╭─ Lesetext
Sie ist jedenfalls keine Katastrophe, denn wir sind ja noch da und weiterhin ganz vorn. Es wäre viel schlimmer, wenn das in einem K.o.-Wettbewerb passiert wäre. Aber auch so ist es für uns ziemlich schwer zu verdauen. Andererseits nimmt man sich nach Niederlagen meist etwas zurück und analysiert alles. Insofern hat die Niederlage also auch etwas Gutes. Sie spornt uns an, weiterzumachen – die Spielerinnen ebenso wie den gesamten Trainerstab!

Sie sind Assistenztrainerin von Jean-Luc Vasseur. Finden Sie, dass er die Auszeichnung The Best – FIFA-Welttrainer – Frauen verdient hätte?

Ja, auf jeden Fall. Trainer haben großen Anteil an den Erfolgen ihres Teams. Die Gefahr war groß in dieser neuen Champions League. Wir hätten uns keinen einzigen schlechten Tag erlauben dürfen. Dem Trainer ist es gelungen, das Team trotz dieser Widrigkeiten zum Erfolg zu führen, und daneben zu noch zwei weiteren Titeln. Dafür hat er auf jeden Fall große Anerkennung verdient.

Sie kennen auch Sarah Bouhaddi sehr gut, schließlich haben sie mehrere Jahre Seite an Seite gespielt. Ist sie derzeit die beste Torhüterin der Welt?

Sie ist definitiv eine der Allerbesten. Ich kann sie ja jeden Tag beobachten und ich sehe sie als verbissene Kämpferin. Ihre Stärken als Torhüterin sind absolut außergewöhnlich. Sie ist sehr gut mit dem Ball am Fuß. Ihre vielleicht einzige Schwäche ist, dass sie manchmal den Ball etwas zu langsam wieder ins Spiel bringt, wenn sie noch etwas direkter sein könnte. Aber das ist nur eine Kleinigkeit und sie hat das auch fast ganz abgelegt. Ehrlich gesagt: Ich habe schon viele Torhüterinnen gesehen und ich denke, dass Sarah eine der besten – wenn nicht sogar die Beste – der Welt ist.

Welche Spielerin von Lyon ist laut Camille Abily…

…die schüchternste und reservierteste? Saki Kumagai

…die schnellste? Delphine Cascarino

…die technisch stärkste? Dzsenifer Marozsan

…die entschlossenste? Wendie Renard

…die frechste? Delphine Cascarino

…diejenige, die am liebsten Streiche spielt? Sarah Bouhaddi

…diejenige, die am häufigsten zu spät kommt? Delphine Cascarino

…die beste bei FIFA auf der Spielkonsole? Dzsenifer Marozsan

…die lustigste? Lucy Bronze

…die rebellischste ? Sarah Bouhaddi

…die intellektuellste? Saki Kumagai

Nicht weniger als fünf Spielerinnen von OL in der Saison 2019/2020 gehören zu den elf Nominierten als The Best – FIFA-Weltfussballerin, nämlich Saki Kumagai, Dzsenifer Marozsan, Lucy Bronze, Wendie Renard und Delphine Cascarino. Wer wird Ihrer Ansicht nach die Wahl gewinnen?
╰─
Aufgabe 1:
Schreib den Lesetext von „Sie sind Assistenztrainerin“ bis „große Anerkennung verdient.“ noch einmal ab und ersetze dabei „Widrigkeiten“ durch „Hindernisse“.
Die Einträge haben mit dem Lesetext nichts zu tun.
╭─ Die Daten
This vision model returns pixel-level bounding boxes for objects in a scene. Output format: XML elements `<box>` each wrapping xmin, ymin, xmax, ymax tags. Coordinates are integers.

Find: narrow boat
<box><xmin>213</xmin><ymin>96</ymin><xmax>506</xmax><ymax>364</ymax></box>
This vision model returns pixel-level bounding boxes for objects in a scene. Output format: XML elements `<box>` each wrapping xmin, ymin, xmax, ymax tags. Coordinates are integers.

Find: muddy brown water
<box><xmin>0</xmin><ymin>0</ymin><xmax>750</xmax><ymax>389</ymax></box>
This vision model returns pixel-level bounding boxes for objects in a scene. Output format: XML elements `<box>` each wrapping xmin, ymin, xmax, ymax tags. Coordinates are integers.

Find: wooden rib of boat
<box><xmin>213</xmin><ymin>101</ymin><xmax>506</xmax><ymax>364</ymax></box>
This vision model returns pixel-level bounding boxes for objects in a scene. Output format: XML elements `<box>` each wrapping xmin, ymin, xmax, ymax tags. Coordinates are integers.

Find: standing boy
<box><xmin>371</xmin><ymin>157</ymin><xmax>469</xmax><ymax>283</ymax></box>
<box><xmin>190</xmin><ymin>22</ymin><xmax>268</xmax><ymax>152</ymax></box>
╰─
╭─ Die Daten
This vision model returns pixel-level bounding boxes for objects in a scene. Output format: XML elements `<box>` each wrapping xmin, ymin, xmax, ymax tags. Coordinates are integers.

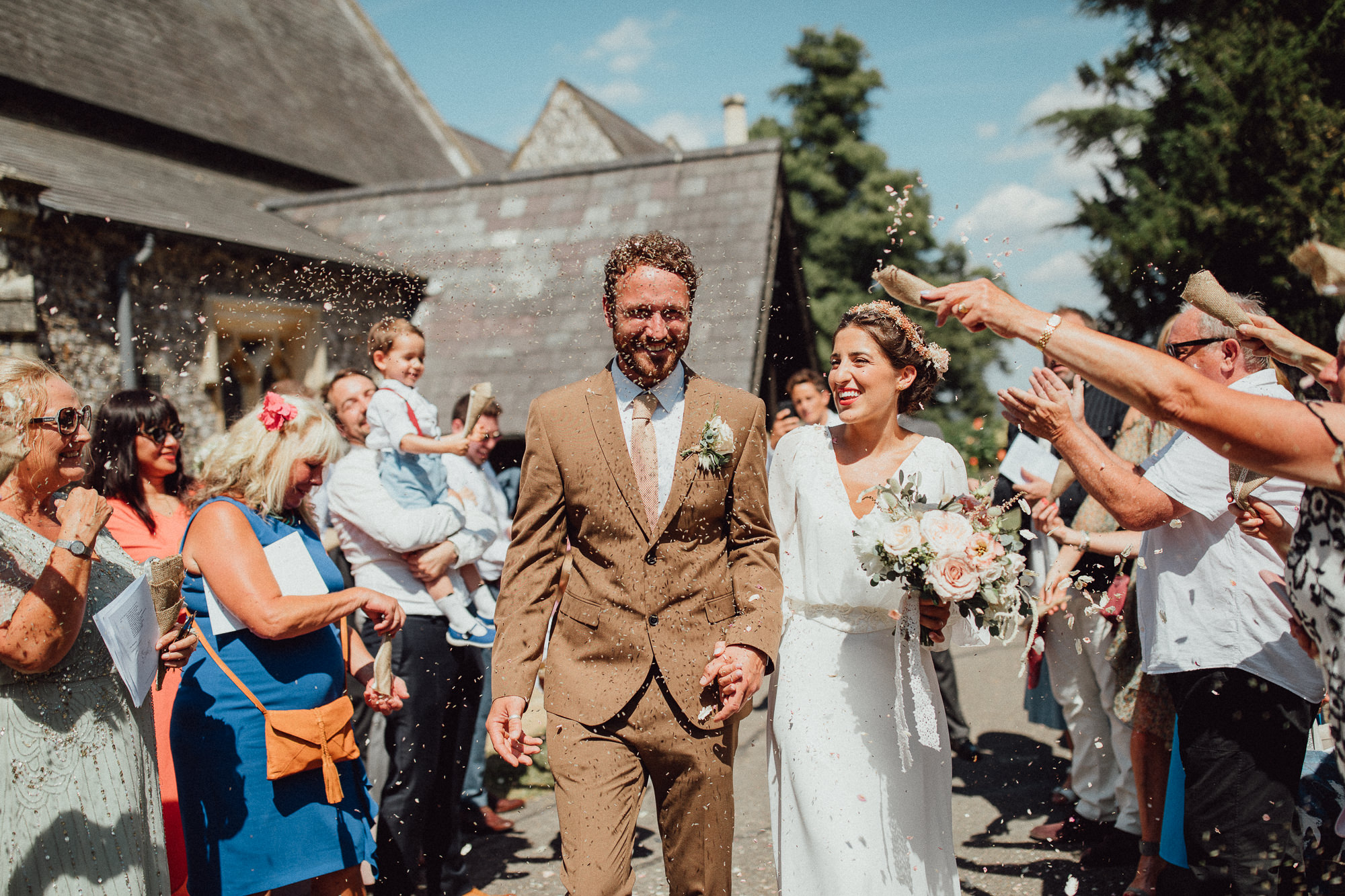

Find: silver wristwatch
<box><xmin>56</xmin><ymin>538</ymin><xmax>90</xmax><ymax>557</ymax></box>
╰─
╭─ Die Daten
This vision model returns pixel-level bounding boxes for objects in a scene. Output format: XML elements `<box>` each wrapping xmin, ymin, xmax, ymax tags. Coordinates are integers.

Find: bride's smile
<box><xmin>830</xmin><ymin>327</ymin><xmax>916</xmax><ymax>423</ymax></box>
╰─
Aufgabe 2:
Wie viele Zeilen der Einträge enthalten die Zeichenfolge „boat“? Achte auf Groß- und Kleinschreibung und nenne nur die Zahl.

Antwort 1:
Sie sind Assistenztrainerin von Jean-Luc Vasseur. Finden Sie, dass er die Auszeichnung The Best – FIFA-Welttrainer – Frauen verdient hätte?

Ja, auf jeden Fall. Trainer haben großen Anteil an den Erfolgen ihres Teams. Die Gefahr war groß in dieser neuen Champions League. Wir hätten uns keinen einzigen schlechten Tag erlauben dürfen. Dem Trainer ist es gelungen, das Team trotz dieser Hindernisse zum Erfolg zu führen, und daneben zu noch zwei weiteren Titeln. Dafür hat er auf jeden Fall große Anerkennung verdient.

Antwort 2:
2